> _What the task asks_
Retype the data below verbatim, starting at its first line and ending at the line that contains "[[[562,516],[561,433],[510,432],[504,441],[507,515]]]". Leave the pictures out of your copy.
=======
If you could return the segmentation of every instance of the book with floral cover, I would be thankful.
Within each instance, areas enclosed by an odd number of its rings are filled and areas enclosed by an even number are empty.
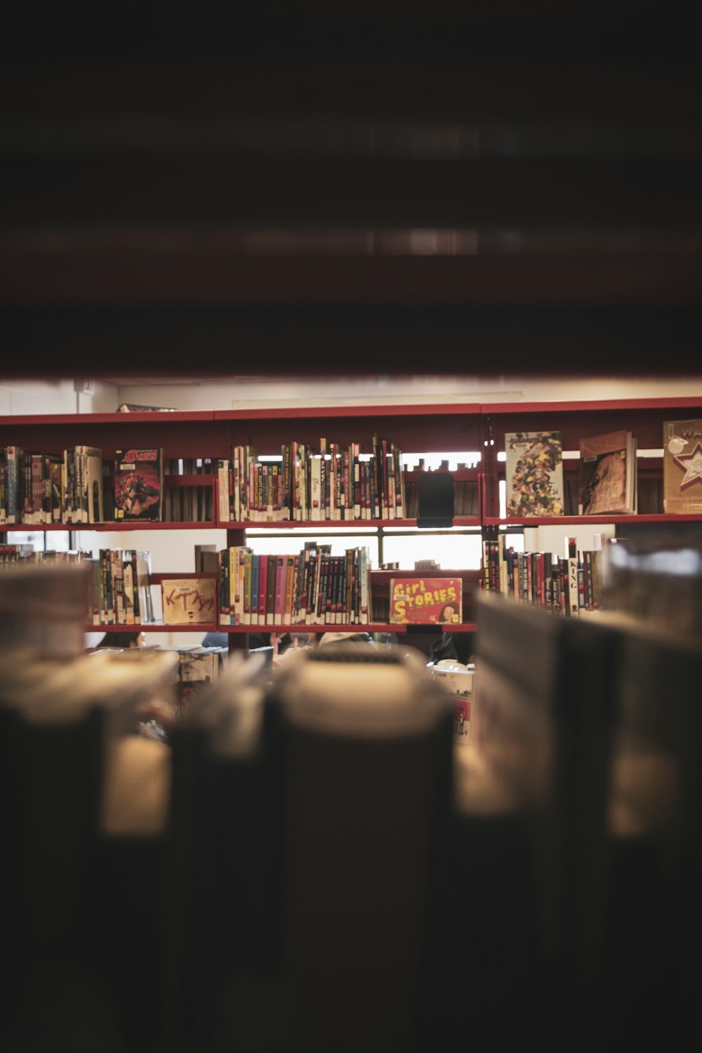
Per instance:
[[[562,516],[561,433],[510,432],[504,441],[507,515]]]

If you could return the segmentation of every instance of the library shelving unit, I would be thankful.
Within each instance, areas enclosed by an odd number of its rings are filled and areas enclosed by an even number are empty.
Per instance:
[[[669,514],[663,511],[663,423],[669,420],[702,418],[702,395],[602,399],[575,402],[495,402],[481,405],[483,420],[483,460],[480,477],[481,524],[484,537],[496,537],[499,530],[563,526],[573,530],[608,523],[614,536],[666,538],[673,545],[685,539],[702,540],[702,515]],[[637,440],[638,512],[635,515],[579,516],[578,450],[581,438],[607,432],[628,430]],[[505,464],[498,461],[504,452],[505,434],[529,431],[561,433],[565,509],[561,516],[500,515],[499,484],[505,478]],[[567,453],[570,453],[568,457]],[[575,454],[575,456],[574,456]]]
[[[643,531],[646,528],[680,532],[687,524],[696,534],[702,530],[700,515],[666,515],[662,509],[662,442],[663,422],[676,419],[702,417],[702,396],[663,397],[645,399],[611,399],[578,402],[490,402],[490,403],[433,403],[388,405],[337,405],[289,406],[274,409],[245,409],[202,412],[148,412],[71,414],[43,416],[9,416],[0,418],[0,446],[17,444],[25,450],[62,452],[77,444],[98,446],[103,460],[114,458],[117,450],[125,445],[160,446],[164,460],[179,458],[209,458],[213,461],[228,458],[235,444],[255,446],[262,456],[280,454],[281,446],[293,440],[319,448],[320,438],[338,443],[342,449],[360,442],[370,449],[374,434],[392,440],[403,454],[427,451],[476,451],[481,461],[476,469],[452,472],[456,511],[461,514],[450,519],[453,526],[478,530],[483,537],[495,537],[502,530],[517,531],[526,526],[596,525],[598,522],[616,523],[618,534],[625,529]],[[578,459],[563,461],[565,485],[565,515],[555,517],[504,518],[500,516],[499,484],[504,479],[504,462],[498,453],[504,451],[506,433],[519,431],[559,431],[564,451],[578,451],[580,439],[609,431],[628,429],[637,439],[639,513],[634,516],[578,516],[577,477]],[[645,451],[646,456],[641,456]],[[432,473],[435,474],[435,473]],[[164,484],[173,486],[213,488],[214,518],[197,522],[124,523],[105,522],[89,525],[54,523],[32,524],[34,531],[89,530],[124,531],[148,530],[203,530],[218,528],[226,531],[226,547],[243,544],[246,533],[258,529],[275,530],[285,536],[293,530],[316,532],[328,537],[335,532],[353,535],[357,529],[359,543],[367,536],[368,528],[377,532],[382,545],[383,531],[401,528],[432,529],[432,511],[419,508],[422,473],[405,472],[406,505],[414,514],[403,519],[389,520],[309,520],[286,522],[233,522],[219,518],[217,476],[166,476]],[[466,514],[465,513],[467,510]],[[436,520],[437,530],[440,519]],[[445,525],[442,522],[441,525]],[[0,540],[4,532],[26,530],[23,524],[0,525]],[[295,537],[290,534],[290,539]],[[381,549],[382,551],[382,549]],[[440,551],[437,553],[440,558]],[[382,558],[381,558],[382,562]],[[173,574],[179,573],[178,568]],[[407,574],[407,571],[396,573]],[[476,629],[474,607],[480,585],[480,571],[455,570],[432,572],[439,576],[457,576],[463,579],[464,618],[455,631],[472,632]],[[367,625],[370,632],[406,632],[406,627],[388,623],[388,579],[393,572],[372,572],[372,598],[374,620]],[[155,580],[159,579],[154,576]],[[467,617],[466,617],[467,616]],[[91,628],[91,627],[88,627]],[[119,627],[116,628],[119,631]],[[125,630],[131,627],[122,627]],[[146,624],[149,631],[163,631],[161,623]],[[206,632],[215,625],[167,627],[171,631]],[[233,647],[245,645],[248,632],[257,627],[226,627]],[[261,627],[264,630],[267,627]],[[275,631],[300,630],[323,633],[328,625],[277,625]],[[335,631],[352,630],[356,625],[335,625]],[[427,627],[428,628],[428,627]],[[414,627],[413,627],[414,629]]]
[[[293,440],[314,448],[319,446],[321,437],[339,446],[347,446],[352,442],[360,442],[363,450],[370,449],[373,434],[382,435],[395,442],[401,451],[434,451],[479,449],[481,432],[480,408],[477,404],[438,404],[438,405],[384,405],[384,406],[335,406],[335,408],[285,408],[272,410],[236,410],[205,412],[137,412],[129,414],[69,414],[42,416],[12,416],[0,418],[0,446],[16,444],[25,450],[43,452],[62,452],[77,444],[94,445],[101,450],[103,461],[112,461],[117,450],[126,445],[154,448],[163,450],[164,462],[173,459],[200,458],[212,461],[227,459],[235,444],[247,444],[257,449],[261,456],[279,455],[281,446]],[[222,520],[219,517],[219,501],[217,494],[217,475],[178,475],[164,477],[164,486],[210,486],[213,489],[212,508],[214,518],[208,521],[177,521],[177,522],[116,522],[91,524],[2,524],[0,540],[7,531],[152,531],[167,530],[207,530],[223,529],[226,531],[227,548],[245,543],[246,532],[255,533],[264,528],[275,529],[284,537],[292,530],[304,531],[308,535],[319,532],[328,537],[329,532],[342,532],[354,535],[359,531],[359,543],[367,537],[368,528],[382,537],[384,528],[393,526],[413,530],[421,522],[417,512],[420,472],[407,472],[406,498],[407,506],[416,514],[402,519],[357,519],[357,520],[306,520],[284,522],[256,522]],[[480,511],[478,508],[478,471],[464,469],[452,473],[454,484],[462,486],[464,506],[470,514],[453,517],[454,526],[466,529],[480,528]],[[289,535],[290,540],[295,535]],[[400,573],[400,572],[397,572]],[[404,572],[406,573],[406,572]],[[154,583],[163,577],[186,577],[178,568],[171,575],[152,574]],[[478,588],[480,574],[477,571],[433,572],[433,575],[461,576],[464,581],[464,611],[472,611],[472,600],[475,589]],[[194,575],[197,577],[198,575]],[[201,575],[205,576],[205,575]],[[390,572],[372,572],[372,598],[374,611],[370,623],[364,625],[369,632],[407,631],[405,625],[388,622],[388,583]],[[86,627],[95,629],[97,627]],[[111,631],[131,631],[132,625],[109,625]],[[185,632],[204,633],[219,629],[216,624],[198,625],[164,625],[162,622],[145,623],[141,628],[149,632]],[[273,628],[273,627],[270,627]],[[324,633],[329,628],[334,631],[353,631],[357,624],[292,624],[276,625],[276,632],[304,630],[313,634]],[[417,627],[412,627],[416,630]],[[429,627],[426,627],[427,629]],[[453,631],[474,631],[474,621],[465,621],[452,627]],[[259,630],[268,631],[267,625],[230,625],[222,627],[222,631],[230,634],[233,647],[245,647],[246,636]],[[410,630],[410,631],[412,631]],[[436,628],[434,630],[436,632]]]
=======
> _Response to this task_
If you could return the segmentation of every instance of the book with floral cover, I would be thankful.
Within each instance, areas enclosed by an odd number of its rings are filled and areas enclosed by an even number are empty.
Per instance:
[[[562,516],[561,433],[510,432],[504,441],[507,515]]]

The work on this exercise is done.